─── Texto fornecido

Filha do casal mais icônico da história do cangaço, Virgulino Ferreira da Silva, o Lampião, e Maria Gomes de Oliveira, a Maria Bonita, Expedita Ferreira Nunes carrega há mais de nove décadas o peso e o prestígio de um dos capítulos mais emblemáticos do sertão nordestino. Nascida em 13 de setembro de 1932, no município de Porto da Folha, no estado de Sergipe, Expedita é a única filha reconhecida do casal e se tornou uma guardiã da memória de seus pais — símbolo da luta e da resistência do povo sertanejo.
Da infância marcada pela ausência ao papel de herdeira histórica
Expedita foi entregue, ainda recém-nascida, a um casal de coiteiros — Manuel Severo e Aurora — que tinham a missão de protegê-la longe dos confrontos em que viviam os cangaceiros. Aos 5 anos, ficou órfã após a emboscada que vitimou seus pais em 1938, mas só foi retirada do convívio dos coiteiros três anos depois, por ordem judicial. Passou então a ser criada pelo tio paterno, João Ferreira, na cidade de Propriá, em Alagoas.

──────
─── Registros exibidos

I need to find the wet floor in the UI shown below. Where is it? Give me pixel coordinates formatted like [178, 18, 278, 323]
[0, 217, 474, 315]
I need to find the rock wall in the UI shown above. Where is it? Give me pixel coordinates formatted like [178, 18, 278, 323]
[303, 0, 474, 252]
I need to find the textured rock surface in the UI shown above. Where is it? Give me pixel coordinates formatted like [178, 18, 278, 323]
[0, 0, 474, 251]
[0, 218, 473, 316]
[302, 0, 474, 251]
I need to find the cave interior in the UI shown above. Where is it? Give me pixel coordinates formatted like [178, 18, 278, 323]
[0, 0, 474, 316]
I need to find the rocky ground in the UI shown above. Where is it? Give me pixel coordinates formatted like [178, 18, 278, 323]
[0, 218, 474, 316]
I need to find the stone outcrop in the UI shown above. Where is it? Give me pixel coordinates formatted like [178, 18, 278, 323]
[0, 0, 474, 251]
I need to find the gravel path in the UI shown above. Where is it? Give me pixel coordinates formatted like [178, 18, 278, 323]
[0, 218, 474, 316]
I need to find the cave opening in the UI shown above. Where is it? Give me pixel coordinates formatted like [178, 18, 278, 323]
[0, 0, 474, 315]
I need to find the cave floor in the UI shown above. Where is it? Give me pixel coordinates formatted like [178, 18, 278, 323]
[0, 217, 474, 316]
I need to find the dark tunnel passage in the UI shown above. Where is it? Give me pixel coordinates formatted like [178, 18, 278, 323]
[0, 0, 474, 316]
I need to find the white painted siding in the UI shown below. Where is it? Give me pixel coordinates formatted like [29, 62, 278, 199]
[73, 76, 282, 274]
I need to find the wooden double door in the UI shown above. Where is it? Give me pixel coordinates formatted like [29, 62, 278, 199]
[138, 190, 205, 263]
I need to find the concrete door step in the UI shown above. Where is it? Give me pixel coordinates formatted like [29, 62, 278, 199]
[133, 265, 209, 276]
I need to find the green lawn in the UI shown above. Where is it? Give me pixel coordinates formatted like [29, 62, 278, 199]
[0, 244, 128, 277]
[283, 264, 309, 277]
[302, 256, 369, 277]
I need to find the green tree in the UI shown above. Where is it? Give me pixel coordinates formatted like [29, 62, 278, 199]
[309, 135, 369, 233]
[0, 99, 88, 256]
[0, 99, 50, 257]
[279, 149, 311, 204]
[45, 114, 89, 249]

──────

## Descrição do problema
De acordo com o texto sobre a filha de Lampião e Maria Bonita, quem foram os coiteiros que receberam Expedita quando ela era recém-nascida? Os registros vêm de outra fonte, sem ligação com o texto.

## Resposta da tarefa
Manuel Severo e Aurora.